| O EXERCÍCIO |
Retome a matéria sobre o supergrupo Serious Black, que aparece abaixo, e continue a escrita logo depois da última frase.

| TEXTO FORNECIDO |
- - -

Serious Black: supergrupo que tem tudo para ser super de verdade | JUDAO.com.br

Reunindo grandes músicos do gênero e com um nome que brinca com personagem de Harry Potter, banda lança seu debut – e vocalista concede entrevista exclusiva ao JUDÃO depois de uma notícia triste sobre o baterista… :(

Este papo de “supergrupo” é uma armadilha antiga no mundo do rock. Criado para designar bandas formadas por integrantes que foram sucesso em seus projetos solo prévios ou então em outras bandas, o rótulo dá aquela impressão de que estamos diante de uma verdadeira seleção de craques cuja união é certeza de qualidade. Mas nem sempre é assim. Há quem diga que o Cream (Eric Clapton, Jack Bruce e Ginger Baker) foi o primeiro supergrupo, batizado assim por um editor da revista Rolling Stone na década de 1960. Os últimos anos têm sido pródigos de projetos similares, com resultados que variam do “brilhante” ao “tenebroso” – de Audioslave a Velvet Revolver, passando por Five Finger Death Punch, Hellyeah, Chickenfoot, Them Crooked Vultures, Atoms For Peace, Black Country Communion e o mais do que esquecível Damnocracy, entre outros.

- - -

| MATERIAL |
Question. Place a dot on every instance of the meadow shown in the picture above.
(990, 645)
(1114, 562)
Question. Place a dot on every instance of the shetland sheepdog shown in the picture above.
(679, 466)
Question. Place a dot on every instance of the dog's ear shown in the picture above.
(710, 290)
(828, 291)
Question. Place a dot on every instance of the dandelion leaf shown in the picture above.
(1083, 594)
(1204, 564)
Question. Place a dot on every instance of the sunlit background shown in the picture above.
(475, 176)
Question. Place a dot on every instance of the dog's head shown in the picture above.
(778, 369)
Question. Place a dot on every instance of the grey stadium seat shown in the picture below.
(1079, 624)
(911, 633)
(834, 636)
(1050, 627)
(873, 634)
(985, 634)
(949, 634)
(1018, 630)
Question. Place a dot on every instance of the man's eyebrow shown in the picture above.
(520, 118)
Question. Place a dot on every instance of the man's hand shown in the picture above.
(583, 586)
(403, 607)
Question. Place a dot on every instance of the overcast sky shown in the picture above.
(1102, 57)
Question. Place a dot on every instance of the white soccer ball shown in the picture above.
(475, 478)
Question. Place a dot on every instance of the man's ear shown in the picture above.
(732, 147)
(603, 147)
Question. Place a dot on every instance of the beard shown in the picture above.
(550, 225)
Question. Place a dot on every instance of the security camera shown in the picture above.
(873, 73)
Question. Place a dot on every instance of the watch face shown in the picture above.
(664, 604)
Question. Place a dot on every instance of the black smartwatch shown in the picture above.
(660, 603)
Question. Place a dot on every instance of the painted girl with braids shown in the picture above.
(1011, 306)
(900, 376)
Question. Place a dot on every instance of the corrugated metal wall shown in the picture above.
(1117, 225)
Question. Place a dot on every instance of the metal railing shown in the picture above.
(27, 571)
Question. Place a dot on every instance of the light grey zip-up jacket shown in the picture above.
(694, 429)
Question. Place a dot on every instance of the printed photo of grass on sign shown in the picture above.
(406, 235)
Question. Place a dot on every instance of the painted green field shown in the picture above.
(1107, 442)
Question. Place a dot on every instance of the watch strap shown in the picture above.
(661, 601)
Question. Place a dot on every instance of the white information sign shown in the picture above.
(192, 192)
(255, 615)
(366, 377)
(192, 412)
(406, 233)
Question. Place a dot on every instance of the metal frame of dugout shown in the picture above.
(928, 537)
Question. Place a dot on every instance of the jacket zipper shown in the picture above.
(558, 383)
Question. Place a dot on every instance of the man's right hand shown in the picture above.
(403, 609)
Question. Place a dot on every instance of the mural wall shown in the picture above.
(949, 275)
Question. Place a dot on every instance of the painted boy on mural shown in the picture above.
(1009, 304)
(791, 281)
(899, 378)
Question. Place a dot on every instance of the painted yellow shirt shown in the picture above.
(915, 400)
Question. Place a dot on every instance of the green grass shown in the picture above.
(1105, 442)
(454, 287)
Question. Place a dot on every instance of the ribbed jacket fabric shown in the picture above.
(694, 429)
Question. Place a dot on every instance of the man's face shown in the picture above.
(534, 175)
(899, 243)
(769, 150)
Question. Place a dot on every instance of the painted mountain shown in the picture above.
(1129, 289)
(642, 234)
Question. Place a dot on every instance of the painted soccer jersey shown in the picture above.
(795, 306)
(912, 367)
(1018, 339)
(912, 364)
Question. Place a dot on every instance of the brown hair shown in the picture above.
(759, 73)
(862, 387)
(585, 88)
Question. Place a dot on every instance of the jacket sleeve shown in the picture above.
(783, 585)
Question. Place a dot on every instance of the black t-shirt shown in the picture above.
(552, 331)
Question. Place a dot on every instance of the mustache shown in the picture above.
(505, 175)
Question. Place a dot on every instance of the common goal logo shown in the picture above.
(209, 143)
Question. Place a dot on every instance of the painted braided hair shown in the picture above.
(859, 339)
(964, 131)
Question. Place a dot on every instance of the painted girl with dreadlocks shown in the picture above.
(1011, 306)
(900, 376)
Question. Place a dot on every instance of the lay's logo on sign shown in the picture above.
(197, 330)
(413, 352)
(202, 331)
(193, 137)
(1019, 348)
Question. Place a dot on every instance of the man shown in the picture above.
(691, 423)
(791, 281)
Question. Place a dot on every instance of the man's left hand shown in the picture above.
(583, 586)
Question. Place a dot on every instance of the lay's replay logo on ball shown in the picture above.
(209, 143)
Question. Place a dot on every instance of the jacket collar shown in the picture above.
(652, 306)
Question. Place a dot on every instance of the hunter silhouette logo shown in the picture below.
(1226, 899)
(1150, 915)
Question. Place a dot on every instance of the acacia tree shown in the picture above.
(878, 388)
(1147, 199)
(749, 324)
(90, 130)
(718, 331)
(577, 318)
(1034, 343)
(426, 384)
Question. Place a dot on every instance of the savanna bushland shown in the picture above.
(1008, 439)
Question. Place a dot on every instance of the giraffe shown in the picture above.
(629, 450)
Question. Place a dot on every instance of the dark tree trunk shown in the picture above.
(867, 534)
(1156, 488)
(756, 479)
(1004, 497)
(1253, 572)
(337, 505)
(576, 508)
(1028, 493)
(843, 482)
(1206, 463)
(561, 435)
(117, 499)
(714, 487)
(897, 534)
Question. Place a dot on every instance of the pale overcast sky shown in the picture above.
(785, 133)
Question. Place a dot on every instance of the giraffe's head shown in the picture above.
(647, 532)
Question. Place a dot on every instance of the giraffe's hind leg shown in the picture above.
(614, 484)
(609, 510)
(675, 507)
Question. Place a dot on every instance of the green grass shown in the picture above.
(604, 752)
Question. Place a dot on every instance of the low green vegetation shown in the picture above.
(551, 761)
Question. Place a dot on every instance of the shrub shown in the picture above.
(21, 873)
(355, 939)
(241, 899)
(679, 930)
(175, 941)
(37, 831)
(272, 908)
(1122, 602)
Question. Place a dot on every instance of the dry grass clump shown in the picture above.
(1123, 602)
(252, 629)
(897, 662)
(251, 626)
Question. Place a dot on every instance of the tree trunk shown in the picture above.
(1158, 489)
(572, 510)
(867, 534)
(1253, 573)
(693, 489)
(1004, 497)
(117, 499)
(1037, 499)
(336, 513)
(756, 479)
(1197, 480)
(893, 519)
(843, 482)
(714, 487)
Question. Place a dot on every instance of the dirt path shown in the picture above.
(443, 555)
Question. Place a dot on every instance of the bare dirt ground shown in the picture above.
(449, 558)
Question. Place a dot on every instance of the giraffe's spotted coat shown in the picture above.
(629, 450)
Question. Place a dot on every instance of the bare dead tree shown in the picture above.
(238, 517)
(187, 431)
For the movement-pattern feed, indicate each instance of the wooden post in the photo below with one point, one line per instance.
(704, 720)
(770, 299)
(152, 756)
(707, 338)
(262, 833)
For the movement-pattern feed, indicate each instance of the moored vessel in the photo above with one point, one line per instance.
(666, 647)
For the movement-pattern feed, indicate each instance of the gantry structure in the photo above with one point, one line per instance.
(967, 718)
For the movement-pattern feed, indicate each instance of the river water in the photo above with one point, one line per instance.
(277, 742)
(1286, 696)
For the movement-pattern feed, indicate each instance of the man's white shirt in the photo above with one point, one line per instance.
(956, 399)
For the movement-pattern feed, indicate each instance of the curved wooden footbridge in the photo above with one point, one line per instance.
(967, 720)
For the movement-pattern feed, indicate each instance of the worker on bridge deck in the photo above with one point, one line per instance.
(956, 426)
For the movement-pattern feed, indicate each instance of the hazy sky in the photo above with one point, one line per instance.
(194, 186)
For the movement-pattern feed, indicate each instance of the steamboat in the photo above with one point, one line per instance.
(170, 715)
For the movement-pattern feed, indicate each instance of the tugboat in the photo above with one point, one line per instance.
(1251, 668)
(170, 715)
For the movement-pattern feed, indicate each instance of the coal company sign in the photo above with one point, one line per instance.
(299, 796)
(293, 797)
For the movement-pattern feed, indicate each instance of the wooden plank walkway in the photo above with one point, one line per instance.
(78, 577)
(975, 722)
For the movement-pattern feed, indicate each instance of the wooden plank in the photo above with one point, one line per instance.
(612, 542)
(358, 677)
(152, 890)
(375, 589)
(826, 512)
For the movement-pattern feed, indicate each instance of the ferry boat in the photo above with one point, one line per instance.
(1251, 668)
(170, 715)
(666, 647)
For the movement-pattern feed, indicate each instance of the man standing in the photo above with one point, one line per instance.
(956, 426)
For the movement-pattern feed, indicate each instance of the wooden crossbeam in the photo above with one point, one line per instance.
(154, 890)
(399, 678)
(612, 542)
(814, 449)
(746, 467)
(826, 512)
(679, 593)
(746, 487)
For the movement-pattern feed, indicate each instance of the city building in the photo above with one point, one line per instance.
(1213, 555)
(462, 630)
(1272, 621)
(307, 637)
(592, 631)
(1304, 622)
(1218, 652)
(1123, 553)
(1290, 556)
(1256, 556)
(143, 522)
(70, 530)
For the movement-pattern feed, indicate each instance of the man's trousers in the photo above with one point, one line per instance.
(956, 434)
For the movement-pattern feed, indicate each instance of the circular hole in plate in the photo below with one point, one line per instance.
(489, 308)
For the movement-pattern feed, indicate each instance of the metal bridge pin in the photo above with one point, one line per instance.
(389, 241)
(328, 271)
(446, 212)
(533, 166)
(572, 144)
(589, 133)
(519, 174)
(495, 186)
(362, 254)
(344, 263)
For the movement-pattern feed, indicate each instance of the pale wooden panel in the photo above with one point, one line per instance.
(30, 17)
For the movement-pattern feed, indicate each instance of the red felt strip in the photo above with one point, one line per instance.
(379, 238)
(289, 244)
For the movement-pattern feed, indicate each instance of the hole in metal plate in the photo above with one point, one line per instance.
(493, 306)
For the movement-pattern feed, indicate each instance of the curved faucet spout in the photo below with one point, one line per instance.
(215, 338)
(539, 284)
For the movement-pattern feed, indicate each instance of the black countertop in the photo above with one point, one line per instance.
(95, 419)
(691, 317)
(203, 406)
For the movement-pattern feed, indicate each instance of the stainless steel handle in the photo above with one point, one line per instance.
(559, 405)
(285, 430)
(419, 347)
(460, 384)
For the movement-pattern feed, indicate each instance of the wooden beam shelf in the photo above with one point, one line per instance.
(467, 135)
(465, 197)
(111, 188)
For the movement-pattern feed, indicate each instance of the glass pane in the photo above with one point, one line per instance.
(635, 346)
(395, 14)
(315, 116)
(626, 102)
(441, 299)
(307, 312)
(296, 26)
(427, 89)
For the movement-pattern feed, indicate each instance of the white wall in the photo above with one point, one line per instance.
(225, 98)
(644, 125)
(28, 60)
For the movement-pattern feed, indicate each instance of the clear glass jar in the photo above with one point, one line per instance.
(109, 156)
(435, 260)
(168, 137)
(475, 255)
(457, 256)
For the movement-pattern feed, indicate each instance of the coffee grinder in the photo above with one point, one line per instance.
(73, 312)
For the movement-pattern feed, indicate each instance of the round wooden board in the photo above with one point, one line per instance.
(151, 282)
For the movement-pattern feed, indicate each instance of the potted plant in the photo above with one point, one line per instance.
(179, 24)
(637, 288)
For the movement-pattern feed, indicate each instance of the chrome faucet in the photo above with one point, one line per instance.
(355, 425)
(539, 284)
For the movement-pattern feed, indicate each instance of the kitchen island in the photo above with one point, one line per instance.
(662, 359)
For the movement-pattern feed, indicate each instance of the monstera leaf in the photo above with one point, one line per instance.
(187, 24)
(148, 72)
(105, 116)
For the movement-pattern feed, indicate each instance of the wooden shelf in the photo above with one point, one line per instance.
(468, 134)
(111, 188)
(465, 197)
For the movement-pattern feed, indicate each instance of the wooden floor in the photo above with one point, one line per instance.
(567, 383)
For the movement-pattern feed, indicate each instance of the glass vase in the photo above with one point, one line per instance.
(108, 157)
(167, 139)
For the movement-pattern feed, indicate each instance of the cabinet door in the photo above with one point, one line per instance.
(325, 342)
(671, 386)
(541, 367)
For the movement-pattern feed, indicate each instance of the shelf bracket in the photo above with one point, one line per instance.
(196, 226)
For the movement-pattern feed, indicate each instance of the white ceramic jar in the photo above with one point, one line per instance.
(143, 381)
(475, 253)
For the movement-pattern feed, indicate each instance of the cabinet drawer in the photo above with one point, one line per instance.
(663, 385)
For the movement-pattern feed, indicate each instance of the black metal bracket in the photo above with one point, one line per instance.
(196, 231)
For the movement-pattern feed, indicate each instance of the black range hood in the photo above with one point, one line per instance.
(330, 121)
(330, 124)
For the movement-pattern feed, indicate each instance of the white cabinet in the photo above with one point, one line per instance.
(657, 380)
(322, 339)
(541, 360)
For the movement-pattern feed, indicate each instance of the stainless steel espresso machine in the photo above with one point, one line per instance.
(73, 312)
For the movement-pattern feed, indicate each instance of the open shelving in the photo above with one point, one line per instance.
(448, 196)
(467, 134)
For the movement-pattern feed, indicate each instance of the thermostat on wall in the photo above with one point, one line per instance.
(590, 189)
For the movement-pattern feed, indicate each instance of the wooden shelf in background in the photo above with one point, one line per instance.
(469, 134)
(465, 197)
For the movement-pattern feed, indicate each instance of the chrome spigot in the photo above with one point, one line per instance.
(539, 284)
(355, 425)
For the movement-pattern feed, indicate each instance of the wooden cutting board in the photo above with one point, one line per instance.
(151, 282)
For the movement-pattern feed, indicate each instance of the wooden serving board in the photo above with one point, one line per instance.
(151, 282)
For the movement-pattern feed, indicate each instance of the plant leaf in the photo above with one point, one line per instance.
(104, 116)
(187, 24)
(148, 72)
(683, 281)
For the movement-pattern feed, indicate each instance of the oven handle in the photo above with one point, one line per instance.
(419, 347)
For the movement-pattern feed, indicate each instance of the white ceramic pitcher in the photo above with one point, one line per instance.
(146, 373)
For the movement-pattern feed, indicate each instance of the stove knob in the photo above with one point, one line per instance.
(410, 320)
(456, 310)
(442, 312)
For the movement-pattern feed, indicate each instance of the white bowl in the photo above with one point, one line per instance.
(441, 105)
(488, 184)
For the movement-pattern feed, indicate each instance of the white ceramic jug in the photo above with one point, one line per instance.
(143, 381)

- - -

| RESPOSTA ESCRITA |
Quando músicos do calibre de Roland Grapow (guitarra, Masterplan, ex-Helloween), Thomen Stauch (bateria, ex-Blind Guardian), Mario Lochert (baixo, ex-Visions Of Atlantis), Dominik Sebastian (guitarrista, Edenbridge), Jan Vacik (teclado, ex-Dreamscape) e Urban breed (vocalista, ex-Tad Morose) se unem em mais uma promessa de supergrupo. a expectativa de qualquer fã do estilo das bandas mencionadas deve ficar lá em cima, é óbvio. O “supergrupo”, no caso, é o Serious Black, formado por estes velhos conhecidos do público do chamado power metal / metal melódico e que agora está lançando o primeiro disco, As Daylight Breaks, via AFM Records (ainda sem previsão de lançamento oficial por aqui).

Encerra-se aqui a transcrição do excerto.